● **WORK INSTRUCTIONS**
Extract the lines of the rows below, starting at the line that contains "Note. One marker is placed on each instance of the brick" and continuing through the last line of the rows, with both ends included. Reproduce each line unchanged.

● **Position identification rows**
--- begin ---

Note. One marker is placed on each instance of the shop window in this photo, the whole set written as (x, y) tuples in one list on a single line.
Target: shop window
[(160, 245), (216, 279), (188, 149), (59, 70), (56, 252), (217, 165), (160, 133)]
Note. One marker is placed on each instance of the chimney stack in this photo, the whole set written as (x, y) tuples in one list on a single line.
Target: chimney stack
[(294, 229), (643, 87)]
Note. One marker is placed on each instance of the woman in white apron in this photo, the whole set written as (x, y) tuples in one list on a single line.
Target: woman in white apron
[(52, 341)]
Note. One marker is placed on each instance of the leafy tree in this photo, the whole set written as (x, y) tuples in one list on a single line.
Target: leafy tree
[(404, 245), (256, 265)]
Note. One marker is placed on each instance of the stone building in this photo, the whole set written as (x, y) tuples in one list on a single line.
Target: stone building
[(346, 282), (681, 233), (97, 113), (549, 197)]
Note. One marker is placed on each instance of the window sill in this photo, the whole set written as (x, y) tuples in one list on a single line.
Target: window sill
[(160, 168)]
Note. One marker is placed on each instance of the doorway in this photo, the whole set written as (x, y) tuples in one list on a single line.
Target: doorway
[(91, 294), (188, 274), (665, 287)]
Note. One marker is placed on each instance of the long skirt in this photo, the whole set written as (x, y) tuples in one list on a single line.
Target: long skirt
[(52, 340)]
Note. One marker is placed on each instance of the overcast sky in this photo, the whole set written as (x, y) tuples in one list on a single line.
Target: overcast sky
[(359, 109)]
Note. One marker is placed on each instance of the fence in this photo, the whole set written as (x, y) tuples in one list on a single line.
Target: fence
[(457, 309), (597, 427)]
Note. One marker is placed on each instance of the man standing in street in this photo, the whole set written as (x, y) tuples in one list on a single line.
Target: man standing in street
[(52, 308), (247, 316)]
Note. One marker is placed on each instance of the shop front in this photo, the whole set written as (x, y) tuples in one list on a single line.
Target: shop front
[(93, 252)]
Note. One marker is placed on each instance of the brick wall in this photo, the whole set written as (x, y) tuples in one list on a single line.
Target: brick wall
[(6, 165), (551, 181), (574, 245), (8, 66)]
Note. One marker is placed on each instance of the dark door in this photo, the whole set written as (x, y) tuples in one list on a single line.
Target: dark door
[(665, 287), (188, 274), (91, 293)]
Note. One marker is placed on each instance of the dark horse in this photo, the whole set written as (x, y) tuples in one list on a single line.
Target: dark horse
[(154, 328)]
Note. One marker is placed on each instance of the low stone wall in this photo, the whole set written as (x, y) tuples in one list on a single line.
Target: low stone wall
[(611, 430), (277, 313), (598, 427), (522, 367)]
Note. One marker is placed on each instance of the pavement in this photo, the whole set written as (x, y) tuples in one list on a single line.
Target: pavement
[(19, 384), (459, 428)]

--- end ---

● **ANSWER**
Note. One marker is placed on each instance of the brick wall in this photo, the whole set written as (x, y) tuples in one list on a single line.
Target: brick wall
[(6, 165), (551, 181), (574, 245), (8, 66)]
Note. One marker is placed on each instance of the dark door in this photo, the whole set written as (x, y) tuples in one list on a single line.
Target: dark door
[(665, 287), (188, 274), (91, 293)]
Note. One marker is placed on each instance of the dark horse in this photo, the whole set written as (x, y) tuples in one list on a single line.
Target: dark horse
[(154, 328)]
Note. One marker is placed on each instance of the low stone wall in this photo, the whole set written as (x, y) tuples in one list on a single line.
Target: low stone wall
[(611, 430), (277, 313), (598, 427), (522, 367)]
Note. One marker is placed on each instance of the pavement in this photo, the whole set written as (x, y) tuples in one list on a single line.
Target: pavement
[(19, 384), (459, 428)]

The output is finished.